Issue with importing date field from text file
Forums
Hi ,
I am trying to import data from a delimted text file which is produced as a result of Sql server bulk copy. After importing, date fields are showing as 'Error'. If I set rawDataType as RawDataType.it_asciiCharacter, then it is working. But data type of the column is shown as Char.
Example date value in the text file: 2/6/2012
A row in the text file will be like this
IN 00059|9082|Purchase ledger|7|2012|7|7/26/2012|7/26/2012|20|tax.pay|1000|0|346.62|C|False
Column delimeter is pipe (|)
Here is the main part of my code. I am creating RDF file using RDFCREATORLib.IdeaRDF after setting rawDataType as RawDataType.it_asciiDate
If (fieldType.Contains("Date")) Then
rawDataType = RawDataType.it_asciiDate
End If
irdf.AppendField(columnName, "", rawType, 0, length, decimals, False, columnName)
And finally calling
irdf.CreateFile(RDFFileName)
ideaClient.ImportDelimFile(FileName, dbName, False, "", RDFFileName, True).
Please see complete method below and kindly provide your input.
Public Function ConvertTextFileToIDEA(ByVal FileName As String, randomnumber As String, ByVal ColumnInfo As Dictionary(Of String, String),
ByVal ColumnDelimeter As String) As String
Dim ideaClient As IdeaClient = New Idea.IdeaClient()
Dim irdf As New RDFCREATORLib.IdeaRDF()
Dim workingDirectory As String
workingDirectory = GetWorkingDirectory()
Dim textdata As String() = System.IO.File.ReadAllLines(FileName)
Dim headers As String() = textdata(0).Split(ColumnDelimeter)
Dim dataTable1 As New DataTable()
For Each header As String In headers
dataTable1.Columns.Add(header, GetType(String), Nothing)
Next
irdf.FileType = RDFCREATORLib.FileType.FT_COMMA_SEPARATED
irdf.FieldSeparator = ColumnDelimeter
irdf.RecordDelimiter = vbCr & vbLf
Dim fieldType As String
Dim columnName As String
For Each column As DataColumn In dataTable1.Columns
columnName = column.ColumnName.ToString().Trim()
Dim rawType As RawDataType = Nothing
Dim length As Integer = 15
Dim decimals As Integer = 2
fieldType = ColumnInfo(columnName)

Request A: In the forum post about importing date fields, what do the date fields show after the import?
Request B: Transcribe the forum post about importing date fields between "Please see complete" and "As New RDFCREATORLib.IdeaRDF()", inclusive.
Request C: Pick up the forum post about importing date fields right after its last line and keep writing it.
The lines that come next have nothing to do with the forum post about importing dates.

Stored records:
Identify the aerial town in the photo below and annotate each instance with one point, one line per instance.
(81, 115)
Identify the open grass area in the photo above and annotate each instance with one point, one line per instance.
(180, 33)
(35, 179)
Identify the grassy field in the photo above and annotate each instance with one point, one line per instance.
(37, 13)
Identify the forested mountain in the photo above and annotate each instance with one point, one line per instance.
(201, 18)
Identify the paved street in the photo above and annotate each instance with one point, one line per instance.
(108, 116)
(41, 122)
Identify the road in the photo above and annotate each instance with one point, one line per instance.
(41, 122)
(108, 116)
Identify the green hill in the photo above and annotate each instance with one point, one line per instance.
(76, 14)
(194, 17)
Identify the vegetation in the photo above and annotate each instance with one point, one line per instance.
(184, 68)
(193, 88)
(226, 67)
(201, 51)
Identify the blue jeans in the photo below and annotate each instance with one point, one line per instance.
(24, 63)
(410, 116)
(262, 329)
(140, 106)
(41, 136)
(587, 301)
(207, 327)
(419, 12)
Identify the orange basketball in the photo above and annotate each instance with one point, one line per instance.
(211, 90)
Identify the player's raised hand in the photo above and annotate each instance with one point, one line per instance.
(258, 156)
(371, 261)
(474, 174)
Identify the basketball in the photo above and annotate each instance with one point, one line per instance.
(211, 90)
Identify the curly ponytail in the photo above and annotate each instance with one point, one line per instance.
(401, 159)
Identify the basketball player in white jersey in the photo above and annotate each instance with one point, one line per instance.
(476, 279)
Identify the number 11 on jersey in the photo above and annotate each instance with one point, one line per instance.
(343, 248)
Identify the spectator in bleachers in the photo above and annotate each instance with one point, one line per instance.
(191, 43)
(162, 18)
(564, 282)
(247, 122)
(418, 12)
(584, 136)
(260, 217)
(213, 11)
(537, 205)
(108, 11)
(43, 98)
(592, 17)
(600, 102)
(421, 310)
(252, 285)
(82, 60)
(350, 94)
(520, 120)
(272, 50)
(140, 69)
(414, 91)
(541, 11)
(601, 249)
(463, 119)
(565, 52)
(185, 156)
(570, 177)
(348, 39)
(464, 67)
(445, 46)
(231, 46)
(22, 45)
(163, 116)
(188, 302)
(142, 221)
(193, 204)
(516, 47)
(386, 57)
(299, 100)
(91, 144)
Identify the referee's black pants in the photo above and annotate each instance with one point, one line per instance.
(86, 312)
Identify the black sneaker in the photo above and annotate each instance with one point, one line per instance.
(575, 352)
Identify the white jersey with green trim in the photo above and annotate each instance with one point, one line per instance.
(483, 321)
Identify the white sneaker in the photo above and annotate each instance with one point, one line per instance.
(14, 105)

...

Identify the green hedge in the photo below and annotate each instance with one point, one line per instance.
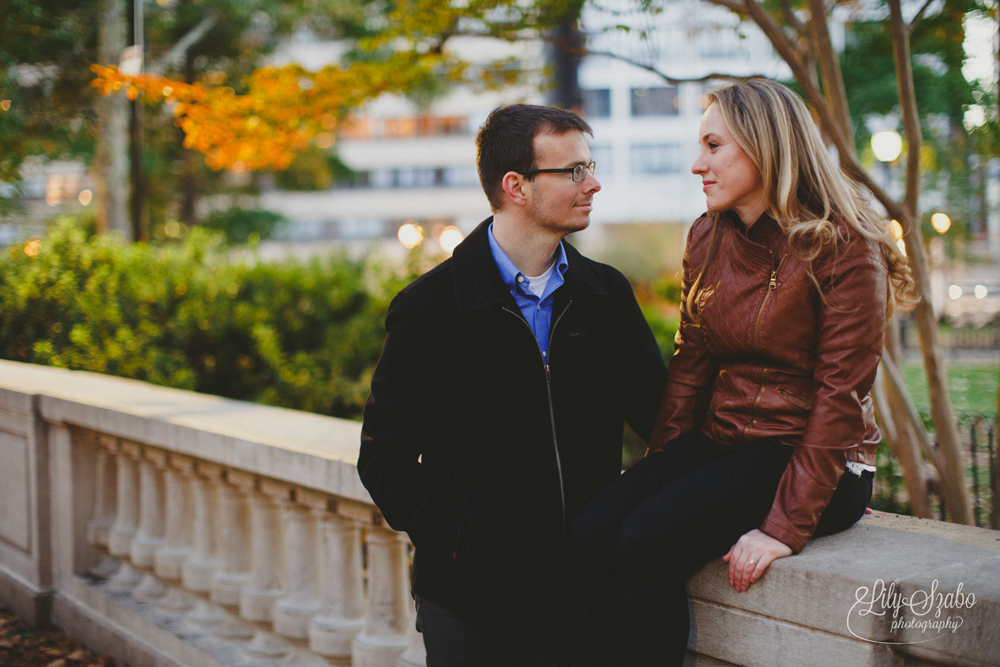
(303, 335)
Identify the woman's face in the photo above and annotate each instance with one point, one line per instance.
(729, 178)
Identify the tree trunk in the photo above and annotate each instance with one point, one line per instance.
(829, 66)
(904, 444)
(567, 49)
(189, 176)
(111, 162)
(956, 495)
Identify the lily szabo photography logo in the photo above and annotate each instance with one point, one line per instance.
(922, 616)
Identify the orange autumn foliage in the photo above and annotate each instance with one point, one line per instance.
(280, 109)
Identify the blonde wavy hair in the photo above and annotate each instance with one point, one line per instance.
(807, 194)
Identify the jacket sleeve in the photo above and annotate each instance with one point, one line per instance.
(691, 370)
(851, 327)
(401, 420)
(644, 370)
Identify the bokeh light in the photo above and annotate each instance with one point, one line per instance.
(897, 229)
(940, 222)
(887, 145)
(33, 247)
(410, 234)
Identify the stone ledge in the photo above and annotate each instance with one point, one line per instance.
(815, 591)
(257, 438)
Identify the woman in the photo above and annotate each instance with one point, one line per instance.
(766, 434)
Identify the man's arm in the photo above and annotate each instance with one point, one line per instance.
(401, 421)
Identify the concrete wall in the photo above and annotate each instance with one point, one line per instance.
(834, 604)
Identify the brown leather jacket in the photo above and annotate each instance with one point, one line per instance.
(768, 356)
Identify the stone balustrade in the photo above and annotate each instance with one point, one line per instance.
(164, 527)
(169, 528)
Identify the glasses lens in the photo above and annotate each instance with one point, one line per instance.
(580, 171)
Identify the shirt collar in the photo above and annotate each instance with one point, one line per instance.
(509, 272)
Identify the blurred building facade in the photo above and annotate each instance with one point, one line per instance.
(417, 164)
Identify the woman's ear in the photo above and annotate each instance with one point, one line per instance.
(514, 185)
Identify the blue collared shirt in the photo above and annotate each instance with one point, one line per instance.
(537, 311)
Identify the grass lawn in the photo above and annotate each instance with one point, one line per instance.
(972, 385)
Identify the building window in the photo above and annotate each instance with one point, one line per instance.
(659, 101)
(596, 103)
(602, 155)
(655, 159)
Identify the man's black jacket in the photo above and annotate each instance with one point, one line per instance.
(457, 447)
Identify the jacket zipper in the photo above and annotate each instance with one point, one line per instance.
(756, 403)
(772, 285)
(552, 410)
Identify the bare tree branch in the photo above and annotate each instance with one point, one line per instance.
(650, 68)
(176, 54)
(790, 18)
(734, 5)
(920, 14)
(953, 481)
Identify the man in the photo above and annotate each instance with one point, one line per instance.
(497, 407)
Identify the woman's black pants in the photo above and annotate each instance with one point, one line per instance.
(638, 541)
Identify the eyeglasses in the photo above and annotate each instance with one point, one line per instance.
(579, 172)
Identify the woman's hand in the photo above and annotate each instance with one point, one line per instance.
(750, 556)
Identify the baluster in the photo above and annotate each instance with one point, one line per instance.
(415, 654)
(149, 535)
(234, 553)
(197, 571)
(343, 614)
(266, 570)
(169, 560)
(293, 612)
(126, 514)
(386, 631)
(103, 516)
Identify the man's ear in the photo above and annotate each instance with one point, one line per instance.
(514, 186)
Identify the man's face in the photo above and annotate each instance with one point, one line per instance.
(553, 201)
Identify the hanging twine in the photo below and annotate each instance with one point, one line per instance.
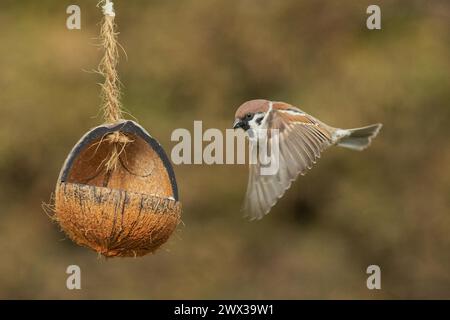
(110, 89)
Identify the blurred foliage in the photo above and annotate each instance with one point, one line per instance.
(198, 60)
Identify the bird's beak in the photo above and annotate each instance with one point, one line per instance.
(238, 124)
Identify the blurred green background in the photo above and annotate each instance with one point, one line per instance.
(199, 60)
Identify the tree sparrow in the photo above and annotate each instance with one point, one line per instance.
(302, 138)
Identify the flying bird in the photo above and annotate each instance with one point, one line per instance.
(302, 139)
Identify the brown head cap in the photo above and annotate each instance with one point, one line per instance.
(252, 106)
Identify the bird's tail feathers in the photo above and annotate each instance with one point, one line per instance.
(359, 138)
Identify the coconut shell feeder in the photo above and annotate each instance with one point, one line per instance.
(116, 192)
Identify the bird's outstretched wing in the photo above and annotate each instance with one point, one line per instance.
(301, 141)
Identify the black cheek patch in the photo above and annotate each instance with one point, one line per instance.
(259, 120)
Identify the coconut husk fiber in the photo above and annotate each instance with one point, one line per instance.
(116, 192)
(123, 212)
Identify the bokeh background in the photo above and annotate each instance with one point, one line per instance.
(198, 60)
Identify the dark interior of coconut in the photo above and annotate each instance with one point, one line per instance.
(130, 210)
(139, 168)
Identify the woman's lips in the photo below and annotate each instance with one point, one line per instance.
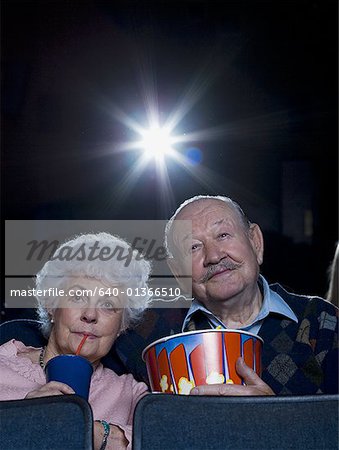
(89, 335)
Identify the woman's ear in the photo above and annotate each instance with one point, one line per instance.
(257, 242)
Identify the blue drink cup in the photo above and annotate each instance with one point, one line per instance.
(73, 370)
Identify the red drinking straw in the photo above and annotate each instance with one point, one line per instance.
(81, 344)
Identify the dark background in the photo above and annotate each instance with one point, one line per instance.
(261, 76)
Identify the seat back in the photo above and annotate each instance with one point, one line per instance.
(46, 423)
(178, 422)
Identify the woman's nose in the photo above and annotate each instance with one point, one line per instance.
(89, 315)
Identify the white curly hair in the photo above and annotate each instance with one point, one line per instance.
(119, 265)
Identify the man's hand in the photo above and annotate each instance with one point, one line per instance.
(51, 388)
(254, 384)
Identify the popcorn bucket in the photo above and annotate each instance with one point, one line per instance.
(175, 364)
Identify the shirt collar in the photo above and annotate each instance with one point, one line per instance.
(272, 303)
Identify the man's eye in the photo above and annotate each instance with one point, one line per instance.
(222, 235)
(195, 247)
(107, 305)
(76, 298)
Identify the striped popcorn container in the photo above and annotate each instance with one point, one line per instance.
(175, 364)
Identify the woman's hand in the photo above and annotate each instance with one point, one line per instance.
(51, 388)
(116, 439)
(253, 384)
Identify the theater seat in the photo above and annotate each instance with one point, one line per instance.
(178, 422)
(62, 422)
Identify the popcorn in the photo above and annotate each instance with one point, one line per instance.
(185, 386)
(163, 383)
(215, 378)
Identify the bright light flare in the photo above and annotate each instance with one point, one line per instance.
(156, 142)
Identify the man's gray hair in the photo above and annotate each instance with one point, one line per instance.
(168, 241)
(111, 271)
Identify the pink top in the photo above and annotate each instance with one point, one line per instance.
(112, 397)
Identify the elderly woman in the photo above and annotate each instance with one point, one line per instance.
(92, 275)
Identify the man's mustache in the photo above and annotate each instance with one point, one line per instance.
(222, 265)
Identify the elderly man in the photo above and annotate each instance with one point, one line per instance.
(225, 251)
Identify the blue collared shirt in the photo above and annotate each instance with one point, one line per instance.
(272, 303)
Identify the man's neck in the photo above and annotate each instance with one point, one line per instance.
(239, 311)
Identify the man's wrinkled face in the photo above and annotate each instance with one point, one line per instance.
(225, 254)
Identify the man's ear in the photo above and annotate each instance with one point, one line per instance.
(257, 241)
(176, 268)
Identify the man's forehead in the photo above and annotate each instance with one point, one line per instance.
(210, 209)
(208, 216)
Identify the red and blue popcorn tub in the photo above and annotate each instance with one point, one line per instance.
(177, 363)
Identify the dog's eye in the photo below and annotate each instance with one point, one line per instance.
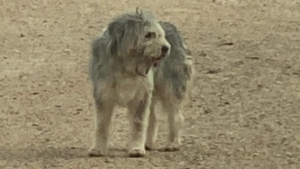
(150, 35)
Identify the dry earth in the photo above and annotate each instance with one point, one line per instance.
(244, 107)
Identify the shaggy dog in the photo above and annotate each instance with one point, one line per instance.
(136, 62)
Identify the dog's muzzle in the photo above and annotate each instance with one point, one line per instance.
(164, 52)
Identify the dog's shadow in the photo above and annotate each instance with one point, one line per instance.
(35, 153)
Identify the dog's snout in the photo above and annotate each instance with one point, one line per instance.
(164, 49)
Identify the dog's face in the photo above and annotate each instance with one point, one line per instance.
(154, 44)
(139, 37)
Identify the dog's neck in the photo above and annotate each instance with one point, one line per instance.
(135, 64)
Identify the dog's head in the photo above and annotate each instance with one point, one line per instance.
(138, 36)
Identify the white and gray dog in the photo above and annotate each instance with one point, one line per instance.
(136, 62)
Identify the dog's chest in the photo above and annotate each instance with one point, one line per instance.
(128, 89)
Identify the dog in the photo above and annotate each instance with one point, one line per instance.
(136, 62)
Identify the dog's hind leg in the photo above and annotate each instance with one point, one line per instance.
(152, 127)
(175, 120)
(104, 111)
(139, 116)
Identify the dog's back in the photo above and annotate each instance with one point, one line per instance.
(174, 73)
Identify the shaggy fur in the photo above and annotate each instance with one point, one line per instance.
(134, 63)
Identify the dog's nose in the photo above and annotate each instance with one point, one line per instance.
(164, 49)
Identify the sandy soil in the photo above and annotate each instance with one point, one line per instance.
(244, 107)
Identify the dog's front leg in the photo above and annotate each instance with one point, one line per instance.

--

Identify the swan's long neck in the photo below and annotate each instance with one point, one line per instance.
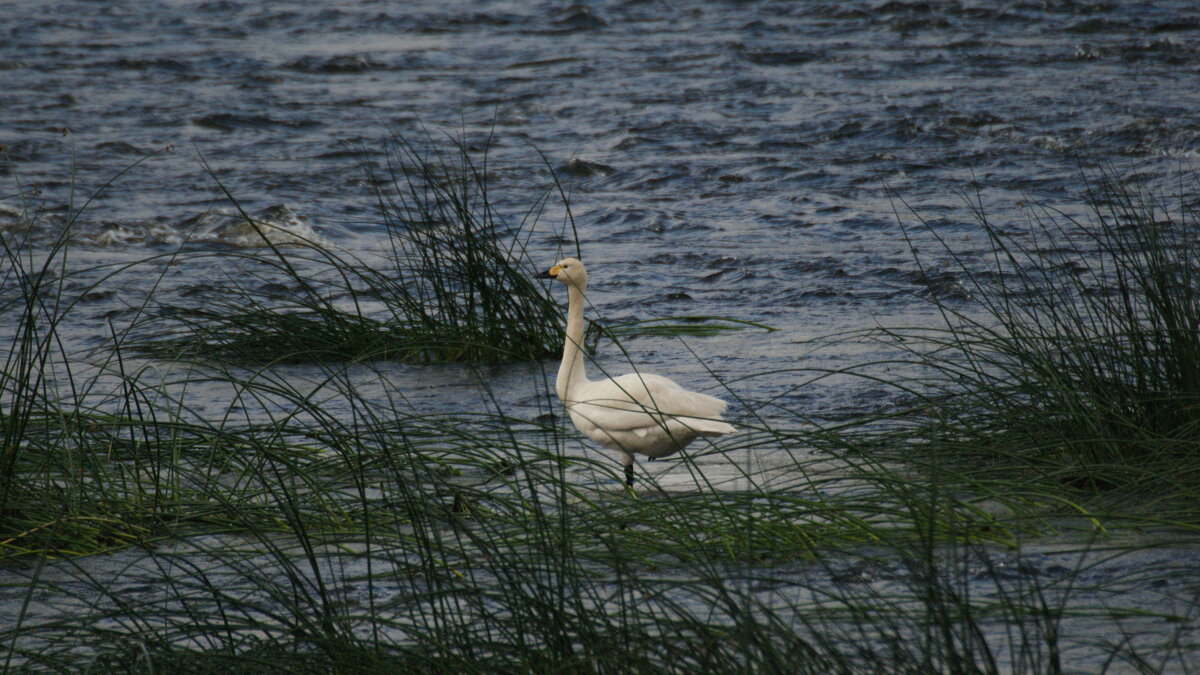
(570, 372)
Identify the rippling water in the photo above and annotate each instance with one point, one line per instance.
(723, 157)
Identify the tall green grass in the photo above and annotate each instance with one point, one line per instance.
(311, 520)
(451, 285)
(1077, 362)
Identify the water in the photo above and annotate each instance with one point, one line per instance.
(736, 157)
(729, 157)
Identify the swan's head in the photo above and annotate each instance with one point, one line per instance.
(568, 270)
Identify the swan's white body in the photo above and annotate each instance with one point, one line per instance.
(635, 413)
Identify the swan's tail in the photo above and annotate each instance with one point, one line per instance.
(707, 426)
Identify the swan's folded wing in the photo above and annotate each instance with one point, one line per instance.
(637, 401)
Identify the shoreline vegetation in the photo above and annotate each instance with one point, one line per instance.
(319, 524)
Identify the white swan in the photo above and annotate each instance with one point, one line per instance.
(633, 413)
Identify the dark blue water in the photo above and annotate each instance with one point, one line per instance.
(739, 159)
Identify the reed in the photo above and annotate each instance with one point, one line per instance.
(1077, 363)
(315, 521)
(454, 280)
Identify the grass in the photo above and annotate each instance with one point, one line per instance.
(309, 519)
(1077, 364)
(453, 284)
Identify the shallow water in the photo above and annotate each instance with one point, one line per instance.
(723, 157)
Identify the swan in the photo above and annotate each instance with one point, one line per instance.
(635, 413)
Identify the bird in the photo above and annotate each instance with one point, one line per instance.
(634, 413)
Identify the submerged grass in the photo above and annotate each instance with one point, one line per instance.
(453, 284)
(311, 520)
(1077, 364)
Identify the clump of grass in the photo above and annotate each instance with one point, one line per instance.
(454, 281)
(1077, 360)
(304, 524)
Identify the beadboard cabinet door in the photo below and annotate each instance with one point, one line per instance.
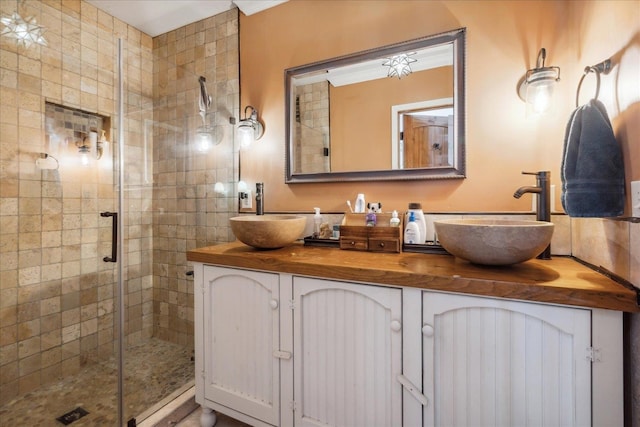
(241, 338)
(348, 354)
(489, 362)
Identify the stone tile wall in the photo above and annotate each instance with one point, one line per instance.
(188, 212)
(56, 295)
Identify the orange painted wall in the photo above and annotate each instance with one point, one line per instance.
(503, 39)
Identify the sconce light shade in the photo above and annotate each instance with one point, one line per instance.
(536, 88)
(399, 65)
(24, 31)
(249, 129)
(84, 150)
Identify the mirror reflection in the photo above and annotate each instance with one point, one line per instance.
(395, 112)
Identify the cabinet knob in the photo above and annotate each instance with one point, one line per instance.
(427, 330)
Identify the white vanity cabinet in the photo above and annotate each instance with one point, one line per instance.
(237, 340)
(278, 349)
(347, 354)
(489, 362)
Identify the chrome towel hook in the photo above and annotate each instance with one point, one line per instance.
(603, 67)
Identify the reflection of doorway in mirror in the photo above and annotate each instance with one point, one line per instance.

Expected output A: They show as 'Error'.

Expected output B:
Please see complete method below and kindly provide your input.
Public Function ConvertTextFileToIDEA(ByVal FileName As String, randomnumber As String, ByVal ColumnInfo As Dictionary(Of String, String),
ByVal ColumnDelimeter As String) As String
Dim ideaClient As IdeaClient = New Idea.IdeaClient()
Dim irdf As New RDFCREATORLib.IdeaRDF()

Expected output C:
If (fieldType.Contains("Numeric")) Then
rawType = RawDataType.it_asciiNumeric
ElseIf (fieldType.Contains("Char")) Then
rawType = RawDataType.it_asciiCharacter
ElseIf (fieldType.Contains("Date")) Then
rawType = RawDataType.it_asciiDate
ElseIf (fieldType.Contains("Bool")) Then
rawType = RawDataType.it_idbBool
Else
rawType = RawDataType.it_asciiCharacter
End If
irdf.AppendField(columnName, "", rawType, 0, length, decimals, False, columnName)
Next
Dim RDFFileName = System.IO.Path.Combine(workingDirectory, "TEST" & ".RDF")
irdf.CreateFile(RDFFileName)
Dim dbName As String
dbName = ideaClient.UniqueFileName(randomnumber)
ideaClient.ImportDelimFile(FileName, dbName, False, "", RDFFileName, True)
ideaClient.CloseDatabase(dbName)
File.Delete(RDFFileName)
Return dbName
End Function
Hi Mohamed,
Hi Mohamed,
Thanks for the txt file, that helped out quite a bit. I see you are writing your script in some other app then IDEAScript, just wondering if there is a reason you are doing this versus doing a direct IDEAScript?
My solution (and I copied the code in the next post) is to import the file as a delimited text file using the | as the delimiter. Doing that the file came in no problem but as you said the date fields brought in as a character field which is a common problem because the date format isn't consistent.
What I would do next is create two virtual fields to change the date character field to a true date field. This is the equation I used:
@Ctod(@if(@len(@SimpleSplit( J, "", 1, "/" )) = 1, "0" + @SimpleSplit( J, "", 1, "/" ), @SimpleSplit( J, "", 1, "/" )) + @if(@len(@SimpleSplit( J, "/", 1, "/" )) = 1, "0" + @SimpleSplit( J, "/", 1, "/" ), @SimpleSplit( J, "/", 1, "/" )) + @SimpleSplit( J, "", 1, "/", 1 ), "MMDDYYYY")
I used the simpleSplit function to split up the field between day, month and year and checked to see if the day or month was only one character to add a leading 0 to it. I then changed the revised character field to a date field.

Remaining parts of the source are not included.